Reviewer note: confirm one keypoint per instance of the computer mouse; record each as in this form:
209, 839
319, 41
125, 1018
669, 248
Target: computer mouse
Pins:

▶ **Instructions for the task**
Lines from the records above that hold "computer" are the ones to list.

▶ **Problem solution**
Reviewer note: confirm one keypoint per instance of the computer mouse; record each as in this form:
Target: computer mouse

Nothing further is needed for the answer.